(RECORDS FOR THIS EXERCISE)

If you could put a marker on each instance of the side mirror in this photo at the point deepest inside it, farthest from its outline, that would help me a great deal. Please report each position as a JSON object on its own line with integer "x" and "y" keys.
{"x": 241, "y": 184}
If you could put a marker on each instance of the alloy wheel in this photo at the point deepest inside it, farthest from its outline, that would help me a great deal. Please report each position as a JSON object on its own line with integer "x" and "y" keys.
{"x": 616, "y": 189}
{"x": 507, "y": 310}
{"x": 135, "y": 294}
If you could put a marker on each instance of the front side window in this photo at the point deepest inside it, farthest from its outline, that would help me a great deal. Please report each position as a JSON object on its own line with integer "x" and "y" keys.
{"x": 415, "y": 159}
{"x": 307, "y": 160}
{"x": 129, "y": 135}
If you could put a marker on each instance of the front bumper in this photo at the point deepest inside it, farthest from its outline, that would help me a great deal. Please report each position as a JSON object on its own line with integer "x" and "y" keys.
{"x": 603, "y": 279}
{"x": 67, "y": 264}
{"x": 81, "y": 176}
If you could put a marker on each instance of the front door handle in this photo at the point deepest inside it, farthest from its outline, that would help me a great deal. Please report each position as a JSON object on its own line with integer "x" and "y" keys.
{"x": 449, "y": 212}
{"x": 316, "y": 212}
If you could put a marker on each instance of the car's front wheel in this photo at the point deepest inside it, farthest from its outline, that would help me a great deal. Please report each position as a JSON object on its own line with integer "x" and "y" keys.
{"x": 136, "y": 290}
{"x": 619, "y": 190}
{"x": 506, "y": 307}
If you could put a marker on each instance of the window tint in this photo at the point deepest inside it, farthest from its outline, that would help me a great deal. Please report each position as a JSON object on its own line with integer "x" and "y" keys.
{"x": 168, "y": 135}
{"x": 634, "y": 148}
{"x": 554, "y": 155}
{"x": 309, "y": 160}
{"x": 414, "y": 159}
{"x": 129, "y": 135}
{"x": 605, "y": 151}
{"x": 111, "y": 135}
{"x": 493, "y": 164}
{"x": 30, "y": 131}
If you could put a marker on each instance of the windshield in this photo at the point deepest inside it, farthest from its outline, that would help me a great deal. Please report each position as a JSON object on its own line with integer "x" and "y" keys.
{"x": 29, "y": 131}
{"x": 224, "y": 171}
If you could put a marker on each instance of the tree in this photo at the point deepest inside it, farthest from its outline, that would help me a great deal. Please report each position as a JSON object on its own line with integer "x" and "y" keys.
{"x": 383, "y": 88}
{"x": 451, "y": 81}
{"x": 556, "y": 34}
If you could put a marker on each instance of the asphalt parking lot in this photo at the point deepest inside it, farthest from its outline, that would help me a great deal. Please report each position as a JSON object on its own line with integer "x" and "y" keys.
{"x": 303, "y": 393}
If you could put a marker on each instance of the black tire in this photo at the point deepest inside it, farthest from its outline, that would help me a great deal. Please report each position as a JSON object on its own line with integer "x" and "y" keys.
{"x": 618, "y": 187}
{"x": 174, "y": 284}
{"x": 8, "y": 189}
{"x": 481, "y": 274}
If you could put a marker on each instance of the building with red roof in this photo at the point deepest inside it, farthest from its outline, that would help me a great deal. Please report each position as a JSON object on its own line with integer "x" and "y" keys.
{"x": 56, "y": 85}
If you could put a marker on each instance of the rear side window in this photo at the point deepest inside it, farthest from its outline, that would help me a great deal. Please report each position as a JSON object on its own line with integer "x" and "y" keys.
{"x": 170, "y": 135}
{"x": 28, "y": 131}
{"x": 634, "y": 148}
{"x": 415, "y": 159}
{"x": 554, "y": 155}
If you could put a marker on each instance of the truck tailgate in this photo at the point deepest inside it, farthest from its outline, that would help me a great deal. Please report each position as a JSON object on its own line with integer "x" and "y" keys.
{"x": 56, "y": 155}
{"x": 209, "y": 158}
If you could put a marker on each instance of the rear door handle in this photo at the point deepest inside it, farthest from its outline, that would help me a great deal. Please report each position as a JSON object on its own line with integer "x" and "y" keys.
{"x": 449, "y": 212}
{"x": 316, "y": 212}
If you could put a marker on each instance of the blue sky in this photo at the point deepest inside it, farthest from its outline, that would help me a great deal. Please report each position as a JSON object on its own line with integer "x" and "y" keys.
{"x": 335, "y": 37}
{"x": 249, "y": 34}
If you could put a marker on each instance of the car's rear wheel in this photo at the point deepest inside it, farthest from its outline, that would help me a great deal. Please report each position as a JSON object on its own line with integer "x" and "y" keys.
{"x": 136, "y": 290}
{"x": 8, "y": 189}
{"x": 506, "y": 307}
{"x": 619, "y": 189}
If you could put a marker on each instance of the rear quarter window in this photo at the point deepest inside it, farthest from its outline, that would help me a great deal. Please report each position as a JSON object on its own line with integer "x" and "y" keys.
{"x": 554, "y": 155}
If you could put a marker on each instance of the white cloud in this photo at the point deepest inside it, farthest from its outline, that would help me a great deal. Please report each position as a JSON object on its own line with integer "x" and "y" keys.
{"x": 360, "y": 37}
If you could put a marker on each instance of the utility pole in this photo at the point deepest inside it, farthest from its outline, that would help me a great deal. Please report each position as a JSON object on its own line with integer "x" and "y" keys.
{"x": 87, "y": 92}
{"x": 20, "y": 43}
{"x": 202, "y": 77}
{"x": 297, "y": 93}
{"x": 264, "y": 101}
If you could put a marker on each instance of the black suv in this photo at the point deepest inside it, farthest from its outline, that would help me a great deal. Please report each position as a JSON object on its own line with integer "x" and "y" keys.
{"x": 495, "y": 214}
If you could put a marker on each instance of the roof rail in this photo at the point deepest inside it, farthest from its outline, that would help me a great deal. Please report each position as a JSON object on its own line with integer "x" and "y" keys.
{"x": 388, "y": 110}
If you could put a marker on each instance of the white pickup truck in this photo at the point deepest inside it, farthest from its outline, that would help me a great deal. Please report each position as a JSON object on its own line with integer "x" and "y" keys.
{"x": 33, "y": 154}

(End RECORDS FOR THIS EXERCISE)

** TASK **
Your task is to copy every entry above, exactly as written.

** EXPECTED OUTPUT **
If you could put a marker on each instance of the side mirror in this photo at the point deepest inside it, farthest from its outline, that would help me a great deal. Please report each position as a JSON object on its own line with integer "x" and "y" keys.
{"x": 241, "y": 184}
If you could put a marker on each instance of the alloy wheel in this photo at the point deepest inside it, farthest from its outline, that would help me a great deal. Please report each position as a JSON object on its own line with integer "x" and "y" keys.
{"x": 616, "y": 189}
{"x": 507, "y": 310}
{"x": 135, "y": 294}
If you could put a marker on each instance of the front side window in this photo at the point deepest inside it, farthest from its outline, that would help me a great deal. Please report each position as a JSON object on its own line with integer "x" and "y" keys.
{"x": 415, "y": 159}
{"x": 307, "y": 160}
{"x": 129, "y": 135}
If you could put a marker on each instance of the front bumper in this photo at the point deepest inside it, farthest from its outline, that would help me a great deal. Please report each position as a JSON object on its own line with integer "x" and "y" keys.
{"x": 603, "y": 279}
{"x": 67, "y": 264}
{"x": 81, "y": 176}
If you could put a marker on each instance of the front door handle in this photo at the point deepest inside it, farthest from its outline, that would help me a great deal. Please report each position as a JSON object on its own line with integer "x" and "y" keys.
{"x": 449, "y": 212}
{"x": 316, "y": 212}
If you could put a marker on each instance of the car's front wheel in this photo at the point deepest inside it, farthest from its outline, that would help me a great deal. Please report each position as a JSON object on its own line with integer "x" and "y" keys.
{"x": 136, "y": 290}
{"x": 619, "y": 190}
{"x": 506, "y": 307}
If you could put a marker on each instance of the window tint in this photo at the point deepest inside it, farthest from its outline, that would help me a great deal. Please report each position as a JSON object on its own line with integer "x" and "y" keys.
{"x": 168, "y": 135}
{"x": 634, "y": 148}
{"x": 554, "y": 155}
{"x": 309, "y": 160}
{"x": 414, "y": 159}
{"x": 129, "y": 135}
{"x": 605, "y": 151}
{"x": 111, "y": 135}
{"x": 493, "y": 164}
{"x": 30, "y": 131}
If you could put a marker on each instance of the windshield in this photo at the point deepest inside it, farthest from its outline, that would help me a great deal. Please report each position as a JSON object on its own line with integer "x" and "y" keys.
{"x": 29, "y": 131}
{"x": 224, "y": 171}
If you could put a marker on each instance of the tree in this photo at the point deepest inside it, farthest from its outline, that would help me a great deal. Please report each position as a JSON object on its own line with integer "x" and "y" keys.
{"x": 383, "y": 88}
{"x": 451, "y": 81}
{"x": 556, "y": 34}
If you could put a marker on each instance of the asphalt parking lot in this photo at the point deepest inside it, farthest from its outline, that would help me a great deal. Please report each position as a JSON object on its own line with integer "x" and "y" keys.
{"x": 303, "y": 393}
If you could put a marker on each instance of the black tire in this photo at the point deepest inside it, farthest from its outline, that would help me a great deal. Please report each position as a JSON object on its own line with integer "x" and "y" keys.
{"x": 618, "y": 187}
{"x": 174, "y": 284}
{"x": 8, "y": 189}
{"x": 481, "y": 274}
If you could put a marker on each instance of the building with red roof in this photo at the point deepest inside it, farthest from its outline, that would help me a great deal. Please report each position as a JSON object on its own line with integer "x" and "y" keys.
{"x": 56, "y": 85}
If you could put a marker on each instance of the rear side window in this photo at the point deepest inside it, farthest from its outline, that would help me a great deal. Please report each position as a JSON object on its own line with integer "x" and "y" keys.
{"x": 170, "y": 135}
{"x": 28, "y": 131}
{"x": 634, "y": 148}
{"x": 415, "y": 159}
{"x": 554, "y": 155}
If you could put a marker on each instance of the truck tailgate in this photo at the point deepest inside it, farthest from its outline, that would help me a great deal. Please report each position as a JSON object on its own line with integer "x" and "y" keys.
{"x": 56, "y": 155}
{"x": 209, "y": 158}
If you could put a marker on each instance of the rear door handle in this photo at the point deepest inside it, farthest from its outline, that would help me a great deal. Please report each position as a JSON object on its own line with integer "x" and "y" keys.
{"x": 449, "y": 212}
{"x": 316, "y": 212}
If you could put a marker on each instance of the blue sky in this photo at the point deepest inside it, farthest from its outline, that would help me a great deal. Please report each position as a JSON object on its own line with integer "x" and "y" keys.
{"x": 335, "y": 37}
{"x": 249, "y": 34}
If you could put a marker on each instance of the car's rear wheel in this photo at the point deepest inside it, farthest from its outline, that would help me a great deal. Please report each position as a JSON object on its own line with integer "x" and "y" keys.
{"x": 136, "y": 290}
{"x": 8, "y": 189}
{"x": 506, "y": 307}
{"x": 619, "y": 189}
If you could put a marker on each instance of the rear quarter window in this photo at the point deepest inside it, farthest from its outline, that would help me a great deal. Please report each position as a JSON object on its own line with integer "x" and "y" keys.
{"x": 554, "y": 155}
If you could put a marker on each instance of the white cloud in this photo at the point deepest inside it, farthest from its outline, that would help me a great deal. Please report each position as a JSON object on its own line with integer "x" and "y" keys.
{"x": 360, "y": 37}
If you could put a marker on each instance of the utility pole in this photo at the point deepest inside it, farthest from its outline, that would help me a great deal. Please report each position as a JSON object on its own line with integer "x" and "y" keys.
{"x": 87, "y": 92}
{"x": 20, "y": 43}
{"x": 202, "y": 77}
{"x": 297, "y": 93}
{"x": 264, "y": 101}
If you could put a marker on each instance of the black suv in this photo at the point deepest inside it, farthest from its outline, that would help me a great deal. Please report each position as a JSON object on its own line with integer "x" and "y" keys.
{"x": 495, "y": 214}
If you could put a marker on each instance of the roof rail in this photo at the point deepest inside it, farthest from its outline, that would help me a great deal. Please report each position as a JSON object on its own line with integer "x" and "y" keys.
{"x": 388, "y": 110}
If you could put a marker on each instance of the white pickup truck in this photo at the point deepest inside it, farthest from its outline, that would help me a great deal. Please report each position as a JSON object on its own line with integer "x" and "y" keys.
{"x": 33, "y": 154}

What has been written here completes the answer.